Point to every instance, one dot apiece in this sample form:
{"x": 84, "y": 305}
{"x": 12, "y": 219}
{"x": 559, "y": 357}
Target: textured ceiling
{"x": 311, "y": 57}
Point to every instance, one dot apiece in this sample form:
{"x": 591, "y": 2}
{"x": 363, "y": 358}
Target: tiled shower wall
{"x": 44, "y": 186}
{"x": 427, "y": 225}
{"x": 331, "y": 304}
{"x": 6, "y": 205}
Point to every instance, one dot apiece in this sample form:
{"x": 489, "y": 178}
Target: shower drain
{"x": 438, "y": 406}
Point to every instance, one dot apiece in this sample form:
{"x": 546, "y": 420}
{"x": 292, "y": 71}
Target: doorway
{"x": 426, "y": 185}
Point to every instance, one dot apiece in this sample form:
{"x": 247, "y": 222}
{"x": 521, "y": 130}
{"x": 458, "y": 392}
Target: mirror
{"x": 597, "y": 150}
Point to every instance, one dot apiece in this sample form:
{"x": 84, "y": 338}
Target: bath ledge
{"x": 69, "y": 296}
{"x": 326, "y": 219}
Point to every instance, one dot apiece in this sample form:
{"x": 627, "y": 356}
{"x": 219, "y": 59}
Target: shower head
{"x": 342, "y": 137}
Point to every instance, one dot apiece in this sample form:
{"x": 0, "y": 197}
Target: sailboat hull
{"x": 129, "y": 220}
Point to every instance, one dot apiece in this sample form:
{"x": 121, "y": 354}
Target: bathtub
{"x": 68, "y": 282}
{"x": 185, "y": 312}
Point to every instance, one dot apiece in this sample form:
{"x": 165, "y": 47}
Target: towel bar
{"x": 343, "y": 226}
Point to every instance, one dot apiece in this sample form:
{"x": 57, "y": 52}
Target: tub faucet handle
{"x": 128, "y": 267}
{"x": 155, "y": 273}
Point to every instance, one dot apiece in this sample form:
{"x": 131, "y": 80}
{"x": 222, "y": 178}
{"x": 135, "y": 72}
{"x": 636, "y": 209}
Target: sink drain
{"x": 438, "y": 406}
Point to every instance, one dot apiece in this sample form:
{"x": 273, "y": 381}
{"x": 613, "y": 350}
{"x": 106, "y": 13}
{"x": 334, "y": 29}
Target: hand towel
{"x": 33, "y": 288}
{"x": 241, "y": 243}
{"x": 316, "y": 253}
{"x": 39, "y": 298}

====================

(DIRECTIONS FOR THIS TASK)
Pull out each line of the material above that contains the string "drain". Matching is case-sensitive.

(FINISHED EXERCISE)
Target: shower drain
Target: sink drain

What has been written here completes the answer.